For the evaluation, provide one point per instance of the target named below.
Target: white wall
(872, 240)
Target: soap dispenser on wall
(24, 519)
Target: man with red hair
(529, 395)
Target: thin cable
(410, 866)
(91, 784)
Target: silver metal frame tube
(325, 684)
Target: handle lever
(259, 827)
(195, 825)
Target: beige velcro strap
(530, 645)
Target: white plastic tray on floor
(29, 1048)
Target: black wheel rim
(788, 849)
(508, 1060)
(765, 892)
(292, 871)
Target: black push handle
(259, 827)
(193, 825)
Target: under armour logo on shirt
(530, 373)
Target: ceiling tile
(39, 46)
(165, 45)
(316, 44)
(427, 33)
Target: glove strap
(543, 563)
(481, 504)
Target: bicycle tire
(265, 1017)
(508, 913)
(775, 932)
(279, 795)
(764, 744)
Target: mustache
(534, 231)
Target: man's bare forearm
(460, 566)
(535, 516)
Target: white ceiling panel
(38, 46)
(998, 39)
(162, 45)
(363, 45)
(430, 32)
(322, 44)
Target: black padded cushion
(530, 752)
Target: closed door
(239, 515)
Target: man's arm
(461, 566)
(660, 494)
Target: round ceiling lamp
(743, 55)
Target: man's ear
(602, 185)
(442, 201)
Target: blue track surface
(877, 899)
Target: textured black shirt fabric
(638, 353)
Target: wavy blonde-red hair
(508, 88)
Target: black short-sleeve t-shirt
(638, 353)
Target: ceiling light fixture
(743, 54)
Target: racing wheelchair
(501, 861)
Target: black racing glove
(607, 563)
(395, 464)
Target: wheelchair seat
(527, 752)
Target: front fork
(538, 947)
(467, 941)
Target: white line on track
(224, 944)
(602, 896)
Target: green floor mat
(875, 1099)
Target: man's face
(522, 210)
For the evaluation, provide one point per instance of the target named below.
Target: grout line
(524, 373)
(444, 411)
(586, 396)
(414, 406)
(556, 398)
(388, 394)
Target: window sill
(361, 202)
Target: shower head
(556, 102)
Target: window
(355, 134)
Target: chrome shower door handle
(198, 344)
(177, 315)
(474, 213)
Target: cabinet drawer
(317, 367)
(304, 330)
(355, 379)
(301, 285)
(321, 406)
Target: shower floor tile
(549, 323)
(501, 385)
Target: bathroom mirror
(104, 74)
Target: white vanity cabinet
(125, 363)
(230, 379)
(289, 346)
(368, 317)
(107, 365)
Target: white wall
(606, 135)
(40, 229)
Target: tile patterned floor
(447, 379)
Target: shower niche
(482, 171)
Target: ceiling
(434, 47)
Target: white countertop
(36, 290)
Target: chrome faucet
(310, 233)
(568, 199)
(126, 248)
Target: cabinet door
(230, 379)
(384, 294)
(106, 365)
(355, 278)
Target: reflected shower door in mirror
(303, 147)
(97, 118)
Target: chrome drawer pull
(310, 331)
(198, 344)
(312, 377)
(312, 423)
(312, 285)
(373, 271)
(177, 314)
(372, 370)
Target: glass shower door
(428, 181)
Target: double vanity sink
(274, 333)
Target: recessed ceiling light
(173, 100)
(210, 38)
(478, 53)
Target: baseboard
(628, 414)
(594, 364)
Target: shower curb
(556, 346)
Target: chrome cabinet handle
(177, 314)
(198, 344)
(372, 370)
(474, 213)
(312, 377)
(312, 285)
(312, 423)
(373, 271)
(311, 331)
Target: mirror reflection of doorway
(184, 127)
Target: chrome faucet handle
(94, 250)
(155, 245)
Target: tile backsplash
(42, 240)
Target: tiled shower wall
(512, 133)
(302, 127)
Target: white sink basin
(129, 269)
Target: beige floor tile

## What is asked
In the items above, rewrite the lines from the one holding "Target: chrome faucet handle" through the end of the items, inclusive, with "basin" renamed to "bowl" and nothing else altered.

## Task output
Target: chrome faucet handle
(94, 250)
(155, 245)
Target: tile backsplash
(42, 240)
Target: tiled shower wall
(512, 133)
(302, 127)
Target: white sink bowl
(129, 269)
Target: beige floor tile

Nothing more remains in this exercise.